Input data:
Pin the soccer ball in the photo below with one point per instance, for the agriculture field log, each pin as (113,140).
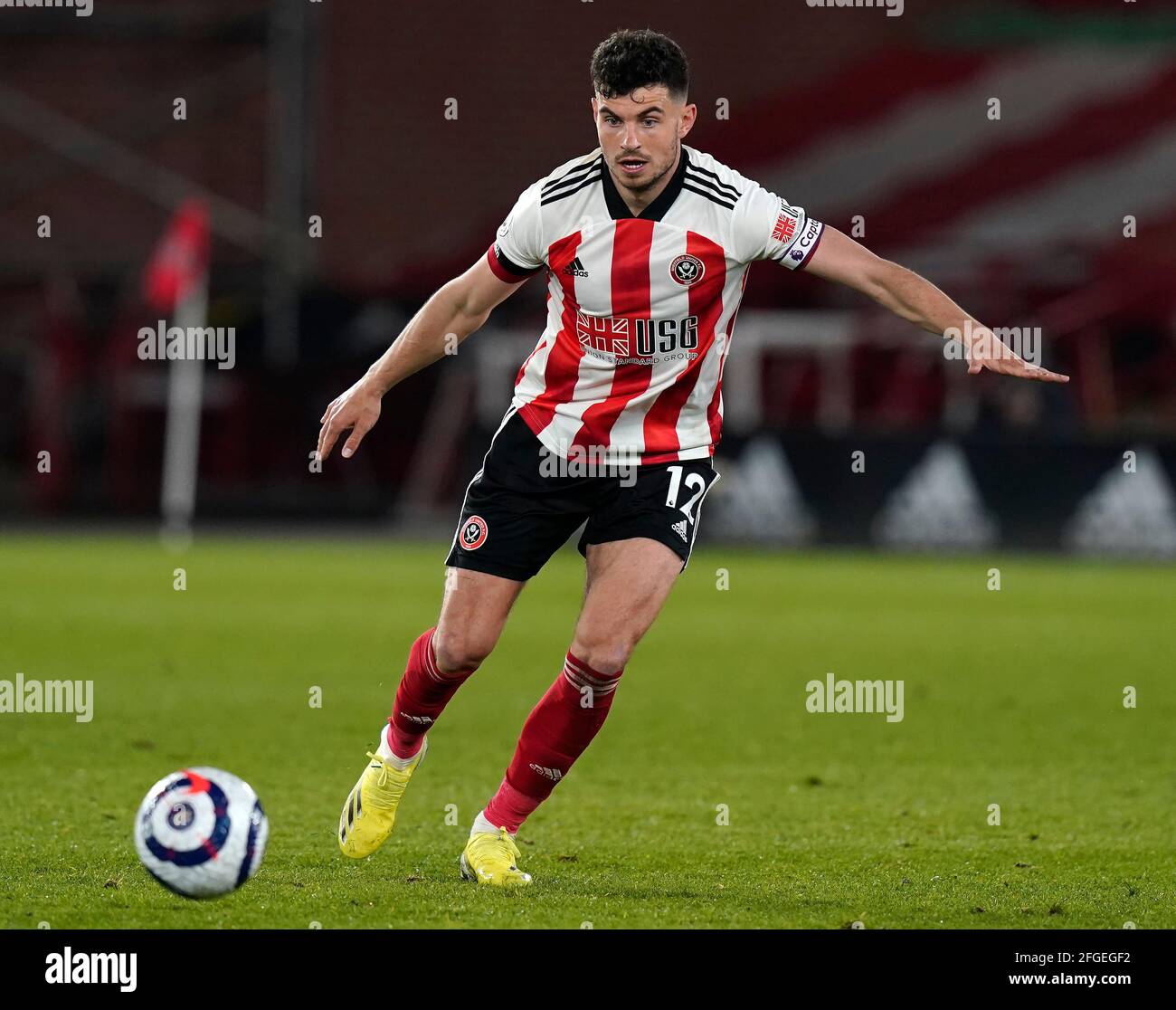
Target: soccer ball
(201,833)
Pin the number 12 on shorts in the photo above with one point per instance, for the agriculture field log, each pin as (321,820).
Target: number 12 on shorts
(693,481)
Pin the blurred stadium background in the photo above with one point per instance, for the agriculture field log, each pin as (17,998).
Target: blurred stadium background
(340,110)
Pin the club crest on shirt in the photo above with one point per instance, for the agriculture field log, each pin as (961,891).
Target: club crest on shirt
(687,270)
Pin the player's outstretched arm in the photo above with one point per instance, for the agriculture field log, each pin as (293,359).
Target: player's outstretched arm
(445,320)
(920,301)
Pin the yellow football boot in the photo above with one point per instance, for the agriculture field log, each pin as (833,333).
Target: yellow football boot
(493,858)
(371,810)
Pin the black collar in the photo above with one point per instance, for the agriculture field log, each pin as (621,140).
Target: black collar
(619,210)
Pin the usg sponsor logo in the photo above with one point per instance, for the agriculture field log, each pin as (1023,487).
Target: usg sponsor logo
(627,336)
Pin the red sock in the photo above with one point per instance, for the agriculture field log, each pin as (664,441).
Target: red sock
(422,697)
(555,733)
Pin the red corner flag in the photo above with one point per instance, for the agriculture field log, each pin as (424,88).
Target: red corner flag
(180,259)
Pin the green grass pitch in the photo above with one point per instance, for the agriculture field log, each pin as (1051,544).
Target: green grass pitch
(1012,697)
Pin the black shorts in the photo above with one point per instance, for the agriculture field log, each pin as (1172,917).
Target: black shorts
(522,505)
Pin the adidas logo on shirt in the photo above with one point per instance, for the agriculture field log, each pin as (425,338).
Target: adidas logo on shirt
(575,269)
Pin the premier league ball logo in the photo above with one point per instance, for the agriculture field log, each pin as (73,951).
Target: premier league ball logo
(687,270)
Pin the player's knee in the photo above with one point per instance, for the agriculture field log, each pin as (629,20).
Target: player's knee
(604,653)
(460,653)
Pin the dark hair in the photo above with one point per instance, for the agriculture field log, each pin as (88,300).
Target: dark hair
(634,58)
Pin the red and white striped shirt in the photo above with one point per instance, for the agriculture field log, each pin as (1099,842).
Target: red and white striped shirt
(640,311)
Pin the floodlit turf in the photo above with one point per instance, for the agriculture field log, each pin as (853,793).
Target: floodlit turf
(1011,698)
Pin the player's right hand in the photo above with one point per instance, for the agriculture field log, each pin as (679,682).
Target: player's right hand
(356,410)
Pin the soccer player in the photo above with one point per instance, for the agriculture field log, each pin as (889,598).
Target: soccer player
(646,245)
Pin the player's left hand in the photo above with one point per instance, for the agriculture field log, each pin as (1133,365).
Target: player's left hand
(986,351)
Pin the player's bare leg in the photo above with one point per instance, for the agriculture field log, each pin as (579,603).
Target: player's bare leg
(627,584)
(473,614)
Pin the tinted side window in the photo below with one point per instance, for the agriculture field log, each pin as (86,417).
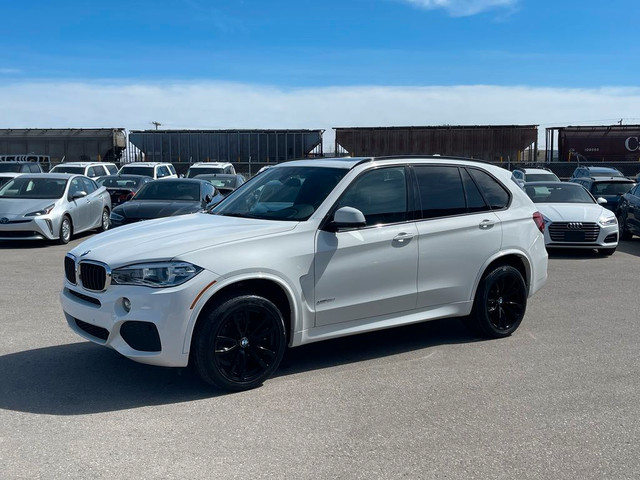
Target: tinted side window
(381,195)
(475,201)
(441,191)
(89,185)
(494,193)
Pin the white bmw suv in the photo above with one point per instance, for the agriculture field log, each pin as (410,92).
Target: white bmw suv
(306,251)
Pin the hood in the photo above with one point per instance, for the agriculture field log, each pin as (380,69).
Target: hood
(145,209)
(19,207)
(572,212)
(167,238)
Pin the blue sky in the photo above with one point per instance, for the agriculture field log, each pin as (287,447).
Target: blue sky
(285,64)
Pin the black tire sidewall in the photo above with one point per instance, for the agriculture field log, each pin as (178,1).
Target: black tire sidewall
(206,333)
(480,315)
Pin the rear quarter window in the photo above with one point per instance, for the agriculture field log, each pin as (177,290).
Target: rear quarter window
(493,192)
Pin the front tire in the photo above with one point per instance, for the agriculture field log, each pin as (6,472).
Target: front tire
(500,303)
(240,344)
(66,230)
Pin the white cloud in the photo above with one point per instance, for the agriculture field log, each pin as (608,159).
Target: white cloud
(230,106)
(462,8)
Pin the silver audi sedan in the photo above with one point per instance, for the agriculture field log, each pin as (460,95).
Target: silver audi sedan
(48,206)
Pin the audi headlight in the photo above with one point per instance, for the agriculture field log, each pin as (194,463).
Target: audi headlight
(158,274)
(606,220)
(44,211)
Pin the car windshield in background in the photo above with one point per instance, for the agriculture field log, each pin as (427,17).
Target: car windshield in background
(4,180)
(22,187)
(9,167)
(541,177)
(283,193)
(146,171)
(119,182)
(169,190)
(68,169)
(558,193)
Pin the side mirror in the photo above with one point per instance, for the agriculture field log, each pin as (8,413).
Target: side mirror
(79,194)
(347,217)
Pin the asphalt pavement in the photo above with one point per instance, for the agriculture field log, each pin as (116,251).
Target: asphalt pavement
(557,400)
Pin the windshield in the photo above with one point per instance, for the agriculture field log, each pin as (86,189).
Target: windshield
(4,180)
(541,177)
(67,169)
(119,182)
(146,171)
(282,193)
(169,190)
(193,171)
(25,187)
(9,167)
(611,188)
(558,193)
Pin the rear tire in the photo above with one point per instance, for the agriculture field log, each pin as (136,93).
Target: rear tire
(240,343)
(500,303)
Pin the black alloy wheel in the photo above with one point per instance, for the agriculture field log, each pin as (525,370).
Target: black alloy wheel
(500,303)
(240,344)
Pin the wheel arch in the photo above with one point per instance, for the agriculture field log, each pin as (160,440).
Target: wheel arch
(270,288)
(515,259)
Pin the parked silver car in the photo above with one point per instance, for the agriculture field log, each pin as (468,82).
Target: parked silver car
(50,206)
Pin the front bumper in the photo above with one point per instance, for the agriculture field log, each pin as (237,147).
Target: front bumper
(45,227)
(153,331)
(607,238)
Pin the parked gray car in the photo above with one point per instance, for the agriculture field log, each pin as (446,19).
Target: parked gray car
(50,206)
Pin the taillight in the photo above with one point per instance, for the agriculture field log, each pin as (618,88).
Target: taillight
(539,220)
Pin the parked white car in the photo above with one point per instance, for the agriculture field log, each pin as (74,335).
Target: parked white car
...
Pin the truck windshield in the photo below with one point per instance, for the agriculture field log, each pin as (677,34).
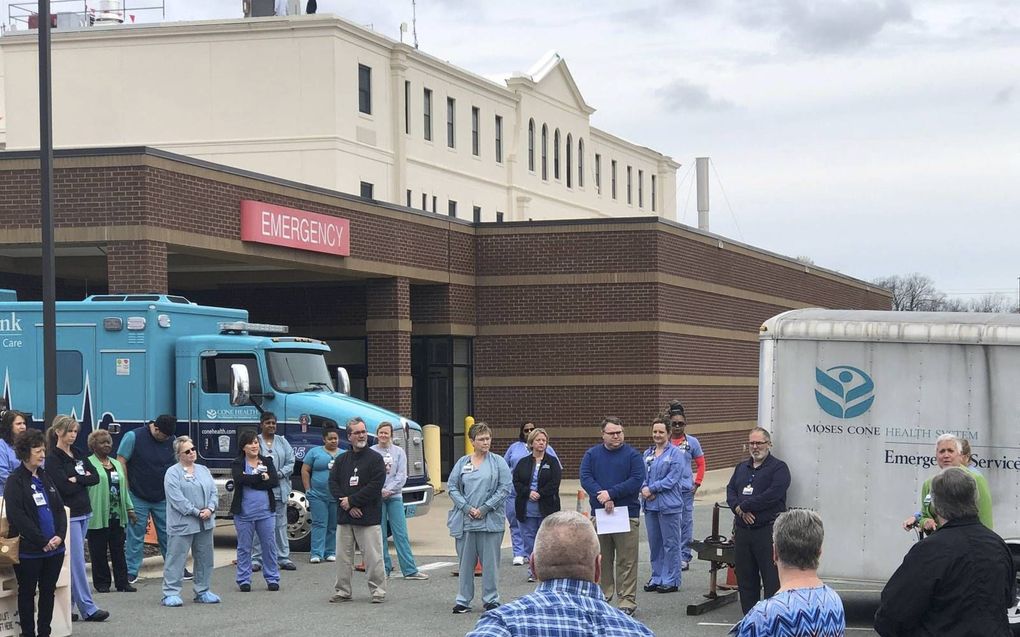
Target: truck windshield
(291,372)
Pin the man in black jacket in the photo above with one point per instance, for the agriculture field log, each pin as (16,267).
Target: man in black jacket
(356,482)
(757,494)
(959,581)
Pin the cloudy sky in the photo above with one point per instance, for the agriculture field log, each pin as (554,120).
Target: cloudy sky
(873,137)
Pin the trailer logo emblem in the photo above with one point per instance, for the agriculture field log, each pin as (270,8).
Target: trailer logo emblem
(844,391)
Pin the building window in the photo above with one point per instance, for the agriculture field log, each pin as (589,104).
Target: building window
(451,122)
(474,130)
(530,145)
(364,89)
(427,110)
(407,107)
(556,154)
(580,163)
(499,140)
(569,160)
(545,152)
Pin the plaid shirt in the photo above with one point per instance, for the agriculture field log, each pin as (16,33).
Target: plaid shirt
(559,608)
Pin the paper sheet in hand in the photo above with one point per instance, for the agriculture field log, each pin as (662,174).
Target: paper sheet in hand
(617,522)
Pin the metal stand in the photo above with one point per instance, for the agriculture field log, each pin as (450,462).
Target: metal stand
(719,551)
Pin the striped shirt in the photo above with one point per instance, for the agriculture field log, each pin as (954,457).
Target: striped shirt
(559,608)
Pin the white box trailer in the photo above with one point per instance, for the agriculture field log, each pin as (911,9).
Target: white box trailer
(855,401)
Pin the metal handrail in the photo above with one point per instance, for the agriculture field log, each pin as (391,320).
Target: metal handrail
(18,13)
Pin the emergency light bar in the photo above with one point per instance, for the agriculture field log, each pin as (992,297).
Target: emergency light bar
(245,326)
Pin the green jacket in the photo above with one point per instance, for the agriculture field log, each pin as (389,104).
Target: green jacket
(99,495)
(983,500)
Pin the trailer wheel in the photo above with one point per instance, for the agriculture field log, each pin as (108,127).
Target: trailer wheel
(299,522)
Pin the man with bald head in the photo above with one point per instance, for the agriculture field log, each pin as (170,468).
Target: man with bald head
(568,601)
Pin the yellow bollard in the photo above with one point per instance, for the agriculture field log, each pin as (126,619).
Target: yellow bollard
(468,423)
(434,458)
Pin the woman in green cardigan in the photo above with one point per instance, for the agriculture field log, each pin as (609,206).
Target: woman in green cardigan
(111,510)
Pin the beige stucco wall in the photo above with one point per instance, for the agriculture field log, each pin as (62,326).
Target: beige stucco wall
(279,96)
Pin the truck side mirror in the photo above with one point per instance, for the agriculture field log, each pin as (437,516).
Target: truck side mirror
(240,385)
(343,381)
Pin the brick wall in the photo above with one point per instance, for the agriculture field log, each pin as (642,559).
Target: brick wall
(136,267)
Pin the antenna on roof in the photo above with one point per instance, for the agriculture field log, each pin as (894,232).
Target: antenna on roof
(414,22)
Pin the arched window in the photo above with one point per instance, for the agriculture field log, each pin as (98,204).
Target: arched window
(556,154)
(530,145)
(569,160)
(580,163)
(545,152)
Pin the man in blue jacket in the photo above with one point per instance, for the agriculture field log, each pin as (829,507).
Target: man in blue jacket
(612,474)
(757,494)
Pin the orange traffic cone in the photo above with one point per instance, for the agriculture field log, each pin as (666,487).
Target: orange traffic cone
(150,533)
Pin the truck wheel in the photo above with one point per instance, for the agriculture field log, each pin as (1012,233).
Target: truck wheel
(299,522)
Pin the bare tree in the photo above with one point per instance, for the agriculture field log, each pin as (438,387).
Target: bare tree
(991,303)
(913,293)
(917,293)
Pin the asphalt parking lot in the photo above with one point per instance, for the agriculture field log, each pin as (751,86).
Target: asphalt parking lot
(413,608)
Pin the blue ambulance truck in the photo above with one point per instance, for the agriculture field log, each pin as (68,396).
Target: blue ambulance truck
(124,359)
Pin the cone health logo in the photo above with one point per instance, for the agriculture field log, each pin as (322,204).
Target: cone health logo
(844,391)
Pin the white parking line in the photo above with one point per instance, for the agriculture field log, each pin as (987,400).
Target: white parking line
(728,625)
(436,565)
...
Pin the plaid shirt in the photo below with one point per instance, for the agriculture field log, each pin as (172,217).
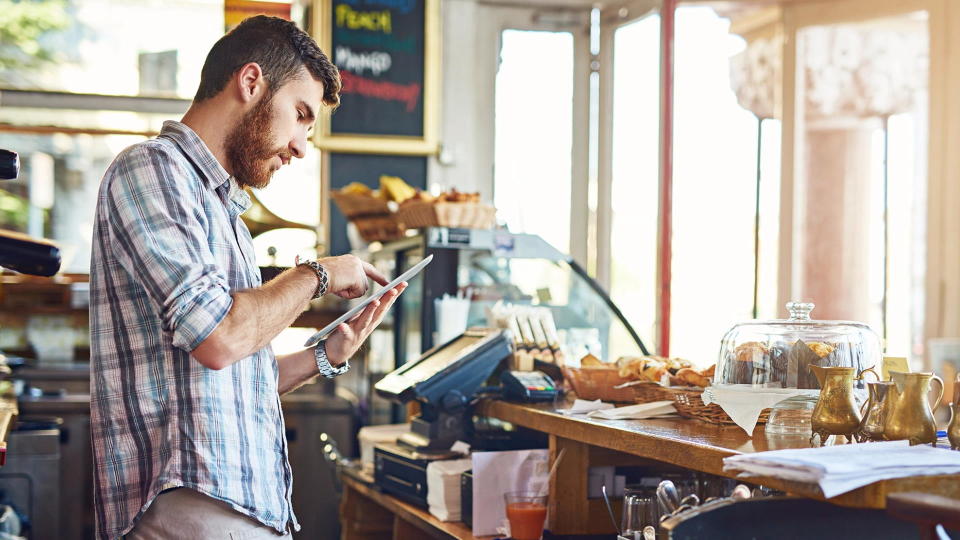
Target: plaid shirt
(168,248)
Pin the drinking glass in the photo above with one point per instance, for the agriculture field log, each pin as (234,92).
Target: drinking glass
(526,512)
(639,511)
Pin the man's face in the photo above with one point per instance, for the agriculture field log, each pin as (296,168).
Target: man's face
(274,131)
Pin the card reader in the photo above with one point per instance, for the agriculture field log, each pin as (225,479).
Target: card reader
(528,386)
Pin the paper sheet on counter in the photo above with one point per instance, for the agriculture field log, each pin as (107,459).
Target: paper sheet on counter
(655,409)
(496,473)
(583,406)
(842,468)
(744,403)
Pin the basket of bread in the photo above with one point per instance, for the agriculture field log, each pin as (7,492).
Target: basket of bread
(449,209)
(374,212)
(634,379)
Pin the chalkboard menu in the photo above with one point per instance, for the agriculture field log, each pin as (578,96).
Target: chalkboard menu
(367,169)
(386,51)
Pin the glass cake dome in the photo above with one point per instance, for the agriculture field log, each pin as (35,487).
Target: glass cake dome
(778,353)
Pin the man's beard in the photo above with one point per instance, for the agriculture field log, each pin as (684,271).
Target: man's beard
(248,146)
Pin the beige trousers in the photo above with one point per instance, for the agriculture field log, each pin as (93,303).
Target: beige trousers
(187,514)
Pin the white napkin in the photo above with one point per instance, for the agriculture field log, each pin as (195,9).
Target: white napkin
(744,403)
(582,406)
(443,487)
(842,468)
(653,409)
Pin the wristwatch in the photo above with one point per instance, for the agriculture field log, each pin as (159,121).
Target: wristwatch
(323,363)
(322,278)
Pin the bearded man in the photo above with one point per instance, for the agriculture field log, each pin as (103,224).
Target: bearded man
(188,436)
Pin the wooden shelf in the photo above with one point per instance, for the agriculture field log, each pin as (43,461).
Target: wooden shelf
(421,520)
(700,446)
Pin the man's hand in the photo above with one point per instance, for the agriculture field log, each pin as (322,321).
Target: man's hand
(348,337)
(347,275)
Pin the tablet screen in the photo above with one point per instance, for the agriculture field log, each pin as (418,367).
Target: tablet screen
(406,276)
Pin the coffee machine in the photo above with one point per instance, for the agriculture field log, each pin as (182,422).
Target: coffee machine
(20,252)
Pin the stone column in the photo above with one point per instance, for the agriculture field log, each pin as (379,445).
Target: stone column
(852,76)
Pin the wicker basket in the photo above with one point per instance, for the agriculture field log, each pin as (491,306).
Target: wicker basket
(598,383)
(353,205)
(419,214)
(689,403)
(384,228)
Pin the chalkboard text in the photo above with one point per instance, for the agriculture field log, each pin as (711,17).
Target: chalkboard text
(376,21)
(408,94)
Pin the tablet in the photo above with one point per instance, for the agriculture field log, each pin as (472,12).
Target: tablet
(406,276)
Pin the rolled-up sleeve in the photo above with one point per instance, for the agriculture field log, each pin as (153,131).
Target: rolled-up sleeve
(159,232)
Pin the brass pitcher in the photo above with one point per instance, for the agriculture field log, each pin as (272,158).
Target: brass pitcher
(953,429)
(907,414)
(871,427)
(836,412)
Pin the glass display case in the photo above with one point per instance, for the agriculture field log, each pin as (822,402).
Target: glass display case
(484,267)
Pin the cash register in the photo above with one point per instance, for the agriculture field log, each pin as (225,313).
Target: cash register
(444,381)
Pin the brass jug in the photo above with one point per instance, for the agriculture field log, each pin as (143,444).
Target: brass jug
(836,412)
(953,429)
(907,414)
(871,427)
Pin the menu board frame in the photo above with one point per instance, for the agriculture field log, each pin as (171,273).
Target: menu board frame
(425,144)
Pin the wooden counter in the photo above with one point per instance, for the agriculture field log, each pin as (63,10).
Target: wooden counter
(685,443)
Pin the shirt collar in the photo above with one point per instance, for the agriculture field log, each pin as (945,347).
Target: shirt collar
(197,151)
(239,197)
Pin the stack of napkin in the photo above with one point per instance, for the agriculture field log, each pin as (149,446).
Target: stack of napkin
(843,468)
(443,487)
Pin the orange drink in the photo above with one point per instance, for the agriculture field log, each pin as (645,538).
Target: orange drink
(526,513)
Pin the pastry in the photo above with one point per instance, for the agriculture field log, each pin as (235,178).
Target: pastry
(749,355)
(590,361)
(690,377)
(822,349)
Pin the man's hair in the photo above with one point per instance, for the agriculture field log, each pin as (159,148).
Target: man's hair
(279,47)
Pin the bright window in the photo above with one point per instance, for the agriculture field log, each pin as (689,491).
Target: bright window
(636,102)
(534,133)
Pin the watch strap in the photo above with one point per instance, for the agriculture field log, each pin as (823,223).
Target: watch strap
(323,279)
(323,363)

Problem details:
Each line of the entries holding the string "below" should be found and copied.

Finished task:
Pin the soccer ball in the photo below with one point per instance, for the agriculture field log, each pin as (113,140).
Pin the tinted side window in the photo below with one point per instance, for the agriculture field log, each pin as (86,417).
Pin the truck windshield in the photo below with one point per instance, for the agriculture field log, each pin as (677,34).
Pin the plaid shirt in the photo below with one point per instance, for the agriculture field log, each pin as (172,217).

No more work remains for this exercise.